- [RECORDS]
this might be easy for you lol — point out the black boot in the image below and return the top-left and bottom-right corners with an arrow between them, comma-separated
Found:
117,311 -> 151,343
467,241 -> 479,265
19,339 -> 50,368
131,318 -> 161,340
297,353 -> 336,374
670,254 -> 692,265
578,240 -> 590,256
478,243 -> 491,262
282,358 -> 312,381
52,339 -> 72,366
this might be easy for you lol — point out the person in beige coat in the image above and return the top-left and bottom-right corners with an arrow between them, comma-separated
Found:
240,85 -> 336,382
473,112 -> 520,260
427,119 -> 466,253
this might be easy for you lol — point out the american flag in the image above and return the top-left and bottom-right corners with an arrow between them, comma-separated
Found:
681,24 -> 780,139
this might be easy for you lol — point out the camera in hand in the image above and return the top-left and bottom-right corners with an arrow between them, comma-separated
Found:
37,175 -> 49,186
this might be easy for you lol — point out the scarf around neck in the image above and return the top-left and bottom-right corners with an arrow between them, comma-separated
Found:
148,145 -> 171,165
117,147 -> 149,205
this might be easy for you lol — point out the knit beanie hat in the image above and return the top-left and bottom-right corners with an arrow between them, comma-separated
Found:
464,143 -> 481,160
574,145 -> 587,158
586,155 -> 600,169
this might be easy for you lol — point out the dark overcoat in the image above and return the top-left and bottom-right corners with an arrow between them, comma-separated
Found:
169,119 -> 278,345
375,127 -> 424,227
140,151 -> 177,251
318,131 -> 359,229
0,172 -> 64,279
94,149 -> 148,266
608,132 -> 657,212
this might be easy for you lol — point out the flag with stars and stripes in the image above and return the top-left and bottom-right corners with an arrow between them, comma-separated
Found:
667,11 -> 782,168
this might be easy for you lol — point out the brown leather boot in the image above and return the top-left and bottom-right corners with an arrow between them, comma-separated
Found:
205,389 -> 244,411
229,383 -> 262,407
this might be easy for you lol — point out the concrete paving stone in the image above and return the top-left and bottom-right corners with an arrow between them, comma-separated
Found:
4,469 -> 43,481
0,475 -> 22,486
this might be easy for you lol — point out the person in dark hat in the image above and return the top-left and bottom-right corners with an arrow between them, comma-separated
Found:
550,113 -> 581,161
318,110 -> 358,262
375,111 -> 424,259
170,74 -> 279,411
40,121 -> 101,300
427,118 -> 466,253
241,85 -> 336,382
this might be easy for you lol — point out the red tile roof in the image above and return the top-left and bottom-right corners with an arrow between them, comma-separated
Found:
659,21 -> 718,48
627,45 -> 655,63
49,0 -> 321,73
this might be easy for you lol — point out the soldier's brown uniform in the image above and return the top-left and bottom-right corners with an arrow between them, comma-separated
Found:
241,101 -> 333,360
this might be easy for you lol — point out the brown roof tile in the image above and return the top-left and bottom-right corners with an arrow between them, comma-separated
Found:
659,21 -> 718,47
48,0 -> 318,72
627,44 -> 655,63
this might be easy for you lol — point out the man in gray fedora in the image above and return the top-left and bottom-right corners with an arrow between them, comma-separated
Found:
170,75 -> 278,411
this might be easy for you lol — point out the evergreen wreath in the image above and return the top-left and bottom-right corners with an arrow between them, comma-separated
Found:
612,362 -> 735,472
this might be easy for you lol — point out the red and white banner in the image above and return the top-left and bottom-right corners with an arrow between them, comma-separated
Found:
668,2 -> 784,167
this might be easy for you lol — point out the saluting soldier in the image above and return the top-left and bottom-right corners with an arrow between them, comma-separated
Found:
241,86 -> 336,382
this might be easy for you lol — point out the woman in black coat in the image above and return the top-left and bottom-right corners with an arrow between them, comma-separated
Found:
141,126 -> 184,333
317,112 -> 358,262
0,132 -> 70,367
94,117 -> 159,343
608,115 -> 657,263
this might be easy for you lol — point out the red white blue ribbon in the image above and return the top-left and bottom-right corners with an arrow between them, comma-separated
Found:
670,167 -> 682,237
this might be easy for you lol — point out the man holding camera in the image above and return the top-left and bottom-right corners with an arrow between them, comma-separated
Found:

- [EXERCISE PROMPT] How many lines of the material above contain the string "person"? Answer with the number only.

- [RESULT OF THE EXERCISE] 2